'''

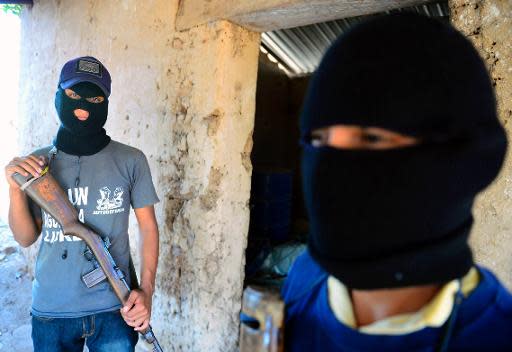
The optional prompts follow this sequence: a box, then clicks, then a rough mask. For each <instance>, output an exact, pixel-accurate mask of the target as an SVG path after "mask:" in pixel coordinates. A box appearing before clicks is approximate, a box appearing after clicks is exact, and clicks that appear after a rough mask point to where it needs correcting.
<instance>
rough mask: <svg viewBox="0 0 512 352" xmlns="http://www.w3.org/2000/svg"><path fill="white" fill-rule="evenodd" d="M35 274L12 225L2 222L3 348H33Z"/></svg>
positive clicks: (0, 283) (10, 348)
mask: <svg viewBox="0 0 512 352" xmlns="http://www.w3.org/2000/svg"><path fill="white" fill-rule="evenodd" d="M31 287H32V278H31V276H30V275H29V274H28V272H27V264H26V262H25V258H24V257H23V256H22V254H21V250H20V248H19V246H18V244H17V243H16V242H15V241H14V239H13V238H12V234H11V231H10V230H9V227H8V226H7V225H6V224H4V223H0V309H1V310H0V351H2V352H3V351H5V352H11V351H12V352H31V351H32V339H31V338H30V333H31V326H30V305H31V301H32V298H31V290H32V289H31Z"/></svg>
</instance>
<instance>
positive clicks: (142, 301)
mask: <svg viewBox="0 0 512 352" xmlns="http://www.w3.org/2000/svg"><path fill="white" fill-rule="evenodd" d="M151 299H152V297H151V294H148V293H146V292H144V291H143V290H139V289H135V290H132V291H131V292H130V295H129V296H128V299H127V301H126V303H125V304H124V307H123V308H121V315H122V316H123V319H124V321H125V322H126V324H128V325H129V326H133V327H134V328H135V329H134V330H135V331H144V330H145V329H146V328H147V327H148V326H149V320H150V318H151Z"/></svg>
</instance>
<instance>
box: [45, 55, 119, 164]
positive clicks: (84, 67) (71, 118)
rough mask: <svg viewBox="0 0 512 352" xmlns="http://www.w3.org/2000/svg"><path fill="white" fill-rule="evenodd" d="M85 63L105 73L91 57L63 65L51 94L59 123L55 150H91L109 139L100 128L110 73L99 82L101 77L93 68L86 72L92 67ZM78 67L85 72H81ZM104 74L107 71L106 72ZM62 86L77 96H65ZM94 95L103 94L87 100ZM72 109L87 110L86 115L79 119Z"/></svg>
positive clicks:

'''

What you need to do
Copy out every line of the material that contains the string "clicks", keeping each line unchanged and in its original order.

Answer below
The optional prompts follow this sequence: a box, then clicks, then a rough mask. For each <instance>, output an exact, pixel-accurate mask of the target as an SVG path after "mask:" in pixel coordinates. A box appearing before clicks is approximate, a box appearing after clicks is exact, and clicks that appear after a rough mask point to where it needs correcting.
positive clicks: (0, 283) (10, 348)
positive clicks: (142, 301)
positive clicks: (84, 67) (71, 118)
positive clicks:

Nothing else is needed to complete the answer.